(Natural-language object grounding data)
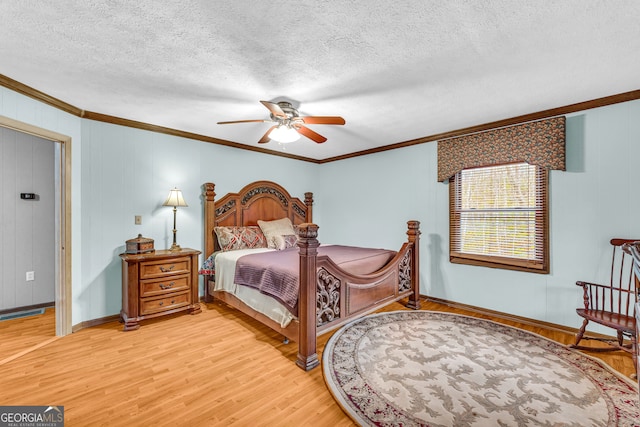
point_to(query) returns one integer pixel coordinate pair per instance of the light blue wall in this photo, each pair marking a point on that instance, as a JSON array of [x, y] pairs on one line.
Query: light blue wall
[[593, 201], [120, 172], [27, 110]]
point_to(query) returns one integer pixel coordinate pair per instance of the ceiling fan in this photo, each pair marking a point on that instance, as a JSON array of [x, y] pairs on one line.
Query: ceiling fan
[[289, 125]]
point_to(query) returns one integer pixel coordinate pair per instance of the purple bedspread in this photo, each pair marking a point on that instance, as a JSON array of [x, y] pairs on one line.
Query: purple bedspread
[[276, 273]]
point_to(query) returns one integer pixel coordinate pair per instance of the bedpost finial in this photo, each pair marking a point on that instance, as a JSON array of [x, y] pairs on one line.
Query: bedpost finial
[[209, 193], [308, 231]]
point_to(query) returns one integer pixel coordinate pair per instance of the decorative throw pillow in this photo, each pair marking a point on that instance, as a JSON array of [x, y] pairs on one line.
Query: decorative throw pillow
[[278, 227], [285, 241], [233, 238]]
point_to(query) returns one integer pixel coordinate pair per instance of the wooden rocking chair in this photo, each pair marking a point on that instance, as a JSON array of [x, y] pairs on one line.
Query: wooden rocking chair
[[612, 305]]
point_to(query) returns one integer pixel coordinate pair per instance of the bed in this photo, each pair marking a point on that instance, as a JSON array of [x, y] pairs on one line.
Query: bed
[[329, 293]]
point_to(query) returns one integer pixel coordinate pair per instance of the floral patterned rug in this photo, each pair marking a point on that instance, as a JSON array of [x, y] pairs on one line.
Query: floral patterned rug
[[439, 369]]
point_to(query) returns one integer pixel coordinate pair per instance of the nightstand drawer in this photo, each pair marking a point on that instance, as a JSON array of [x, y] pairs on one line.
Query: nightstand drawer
[[162, 268], [152, 287], [150, 306]]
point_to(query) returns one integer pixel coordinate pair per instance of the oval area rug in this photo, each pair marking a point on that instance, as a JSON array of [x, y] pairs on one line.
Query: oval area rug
[[441, 369]]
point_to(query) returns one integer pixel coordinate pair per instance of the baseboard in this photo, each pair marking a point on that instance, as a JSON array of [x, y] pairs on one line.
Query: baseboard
[[95, 322], [28, 307], [509, 317]]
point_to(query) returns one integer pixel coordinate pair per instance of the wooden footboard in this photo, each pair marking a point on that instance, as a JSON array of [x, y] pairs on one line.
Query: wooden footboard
[[331, 297]]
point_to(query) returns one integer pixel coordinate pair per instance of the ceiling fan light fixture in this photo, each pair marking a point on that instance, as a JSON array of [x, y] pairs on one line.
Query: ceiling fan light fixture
[[284, 134]]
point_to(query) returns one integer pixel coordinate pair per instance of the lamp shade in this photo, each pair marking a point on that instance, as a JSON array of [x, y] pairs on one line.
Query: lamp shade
[[175, 199]]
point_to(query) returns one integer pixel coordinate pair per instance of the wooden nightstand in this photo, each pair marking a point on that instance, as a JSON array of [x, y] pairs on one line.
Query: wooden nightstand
[[158, 283]]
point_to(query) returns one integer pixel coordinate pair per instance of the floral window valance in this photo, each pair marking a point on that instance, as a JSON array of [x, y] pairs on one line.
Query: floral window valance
[[540, 143]]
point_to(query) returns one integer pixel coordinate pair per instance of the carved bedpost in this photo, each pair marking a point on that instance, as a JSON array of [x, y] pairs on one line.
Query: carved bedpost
[[308, 244], [308, 201], [413, 231], [210, 217]]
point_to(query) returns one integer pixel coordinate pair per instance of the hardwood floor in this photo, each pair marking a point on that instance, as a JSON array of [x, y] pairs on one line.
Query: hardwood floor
[[218, 367]]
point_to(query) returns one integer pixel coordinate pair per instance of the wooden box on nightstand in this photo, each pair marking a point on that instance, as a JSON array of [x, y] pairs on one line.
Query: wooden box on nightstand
[[158, 283]]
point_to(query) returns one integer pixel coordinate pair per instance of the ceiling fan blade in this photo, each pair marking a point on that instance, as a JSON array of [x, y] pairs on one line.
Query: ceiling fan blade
[[305, 131], [244, 121], [265, 137], [275, 109], [323, 120]]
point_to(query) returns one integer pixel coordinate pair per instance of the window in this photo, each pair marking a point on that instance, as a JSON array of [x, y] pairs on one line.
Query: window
[[499, 216]]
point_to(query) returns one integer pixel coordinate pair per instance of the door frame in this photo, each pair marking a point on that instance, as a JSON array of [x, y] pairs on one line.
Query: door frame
[[63, 281]]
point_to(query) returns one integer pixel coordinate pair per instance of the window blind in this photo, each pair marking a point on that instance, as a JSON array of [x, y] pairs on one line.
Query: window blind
[[499, 216]]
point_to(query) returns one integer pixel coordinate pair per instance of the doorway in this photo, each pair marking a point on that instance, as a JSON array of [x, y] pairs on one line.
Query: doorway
[[62, 218]]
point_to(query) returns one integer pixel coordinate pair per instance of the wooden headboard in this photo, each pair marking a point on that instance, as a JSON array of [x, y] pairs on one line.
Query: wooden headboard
[[264, 200]]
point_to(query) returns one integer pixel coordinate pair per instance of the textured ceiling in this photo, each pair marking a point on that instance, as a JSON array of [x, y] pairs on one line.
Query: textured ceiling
[[395, 70]]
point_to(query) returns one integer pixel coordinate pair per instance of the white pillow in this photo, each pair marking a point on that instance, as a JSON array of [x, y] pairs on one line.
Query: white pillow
[[278, 227]]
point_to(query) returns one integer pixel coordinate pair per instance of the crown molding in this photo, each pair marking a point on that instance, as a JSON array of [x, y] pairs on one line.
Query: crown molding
[[23, 89], [544, 114], [183, 134]]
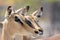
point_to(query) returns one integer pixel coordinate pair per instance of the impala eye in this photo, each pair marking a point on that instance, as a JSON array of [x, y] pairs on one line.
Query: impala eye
[[29, 23], [18, 20]]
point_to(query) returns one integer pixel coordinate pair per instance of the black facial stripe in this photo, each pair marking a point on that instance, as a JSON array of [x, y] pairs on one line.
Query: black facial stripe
[[18, 20], [29, 23]]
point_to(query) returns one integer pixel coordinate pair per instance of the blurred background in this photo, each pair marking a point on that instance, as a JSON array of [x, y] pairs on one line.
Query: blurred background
[[50, 20]]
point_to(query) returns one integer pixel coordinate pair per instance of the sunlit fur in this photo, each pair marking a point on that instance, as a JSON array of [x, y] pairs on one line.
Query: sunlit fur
[[10, 26]]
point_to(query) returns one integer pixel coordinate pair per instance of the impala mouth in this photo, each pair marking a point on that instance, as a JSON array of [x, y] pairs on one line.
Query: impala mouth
[[40, 32]]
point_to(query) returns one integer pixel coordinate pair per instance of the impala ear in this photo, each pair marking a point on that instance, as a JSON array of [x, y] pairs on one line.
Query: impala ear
[[23, 11], [38, 13], [9, 11]]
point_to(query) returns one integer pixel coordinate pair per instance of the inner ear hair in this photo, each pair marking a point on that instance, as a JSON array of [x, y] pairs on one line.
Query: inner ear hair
[[9, 10]]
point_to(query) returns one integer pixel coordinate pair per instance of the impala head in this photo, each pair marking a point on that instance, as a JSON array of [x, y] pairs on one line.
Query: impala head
[[28, 22]]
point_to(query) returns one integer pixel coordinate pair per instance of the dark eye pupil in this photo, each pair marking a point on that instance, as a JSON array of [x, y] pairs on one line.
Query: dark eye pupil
[[29, 23], [38, 15], [18, 20]]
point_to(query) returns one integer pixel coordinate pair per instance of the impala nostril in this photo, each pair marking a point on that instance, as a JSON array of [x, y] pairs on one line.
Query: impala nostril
[[36, 32], [40, 30]]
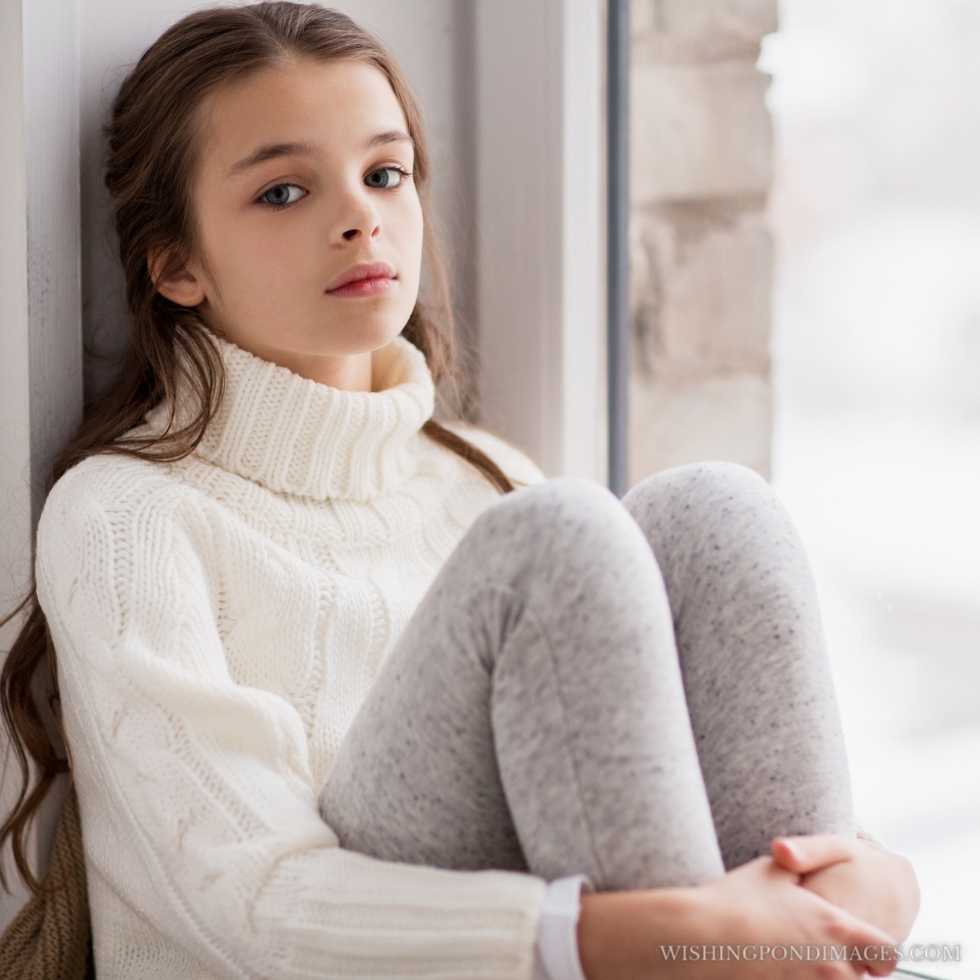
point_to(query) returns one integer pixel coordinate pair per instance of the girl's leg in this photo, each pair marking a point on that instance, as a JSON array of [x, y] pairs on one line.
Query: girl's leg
[[752, 654], [532, 715]]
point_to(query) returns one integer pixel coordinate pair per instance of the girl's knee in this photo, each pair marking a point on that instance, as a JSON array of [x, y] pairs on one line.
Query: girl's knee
[[567, 505]]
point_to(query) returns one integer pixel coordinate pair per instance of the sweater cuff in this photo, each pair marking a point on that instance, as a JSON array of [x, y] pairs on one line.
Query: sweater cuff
[[556, 951]]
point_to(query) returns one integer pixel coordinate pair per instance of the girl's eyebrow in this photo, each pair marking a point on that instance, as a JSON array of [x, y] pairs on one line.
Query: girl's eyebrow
[[271, 151]]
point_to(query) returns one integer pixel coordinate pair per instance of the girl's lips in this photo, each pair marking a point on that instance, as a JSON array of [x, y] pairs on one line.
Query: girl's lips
[[364, 287]]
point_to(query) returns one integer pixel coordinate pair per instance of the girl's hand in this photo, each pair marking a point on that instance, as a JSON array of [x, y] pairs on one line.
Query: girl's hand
[[761, 903], [869, 882]]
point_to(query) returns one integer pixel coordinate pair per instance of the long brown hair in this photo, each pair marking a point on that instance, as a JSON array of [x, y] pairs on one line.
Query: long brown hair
[[151, 156]]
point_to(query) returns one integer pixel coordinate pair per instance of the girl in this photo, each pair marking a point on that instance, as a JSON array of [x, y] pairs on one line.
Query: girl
[[333, 706]]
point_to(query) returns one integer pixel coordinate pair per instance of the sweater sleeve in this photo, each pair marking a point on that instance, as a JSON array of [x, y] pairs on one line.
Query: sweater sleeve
[[195, 791]]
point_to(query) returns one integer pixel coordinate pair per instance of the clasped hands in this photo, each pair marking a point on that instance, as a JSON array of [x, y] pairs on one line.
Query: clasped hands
[[866, 880]]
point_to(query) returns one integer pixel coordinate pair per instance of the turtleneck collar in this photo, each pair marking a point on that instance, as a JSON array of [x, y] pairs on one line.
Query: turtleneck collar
[[304, 437]]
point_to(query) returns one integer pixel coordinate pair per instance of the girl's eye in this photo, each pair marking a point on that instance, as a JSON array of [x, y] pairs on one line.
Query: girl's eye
[[281, 204]]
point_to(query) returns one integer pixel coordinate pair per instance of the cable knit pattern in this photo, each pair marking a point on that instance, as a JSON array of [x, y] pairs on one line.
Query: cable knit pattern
[[218, 621]]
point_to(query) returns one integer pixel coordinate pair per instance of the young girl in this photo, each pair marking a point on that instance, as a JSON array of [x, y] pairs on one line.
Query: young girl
[[350, 692]]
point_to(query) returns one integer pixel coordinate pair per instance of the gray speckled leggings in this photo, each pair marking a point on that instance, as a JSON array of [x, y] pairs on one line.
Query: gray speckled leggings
[[636, 689]]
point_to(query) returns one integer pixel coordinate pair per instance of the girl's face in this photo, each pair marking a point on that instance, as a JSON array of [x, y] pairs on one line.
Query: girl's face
[[277, 232]]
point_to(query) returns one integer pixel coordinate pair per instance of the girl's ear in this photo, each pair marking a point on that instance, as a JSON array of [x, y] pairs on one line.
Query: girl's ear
[[181, 287]]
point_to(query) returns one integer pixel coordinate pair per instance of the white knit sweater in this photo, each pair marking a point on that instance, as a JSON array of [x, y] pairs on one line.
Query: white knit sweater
[[218, 621]]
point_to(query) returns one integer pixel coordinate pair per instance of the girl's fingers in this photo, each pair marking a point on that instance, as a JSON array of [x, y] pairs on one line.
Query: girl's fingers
[[870, 945], [805, 853]]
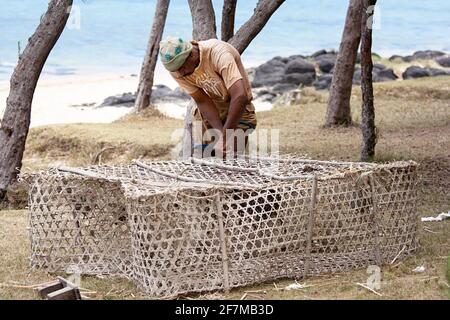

What is required –
In the data above, start at the line holding "Query: textured ceiling" and stop after the line holding "the impala eye"; write out those lines exactly, without pictures.

Solution to the exercise –
Query: textured ceiling
[[395, 70]]
point_to(query) returns one integer pixel coordinate pair per instance of the white pillow in this photo, each pair marking a point on that instance, as a JSON array of [x, y] pairs on one line.
Query: white pillow
[[278, 227]]
point_to(query) returns one integer pixel coordinate pair per instance of the crown molding in this photo, each pair marking a point on that instance, as a JSON array of [x, y] pairs on one line.
Query: crown molding
[[23, 89], [544, 114], [183, 134]]
point_to(query) returns one integer pixel coordinate pair per instance of the impala eye in this photo, each pair marking a point on that instance, as a JSON array of [x, y] pairs on one line.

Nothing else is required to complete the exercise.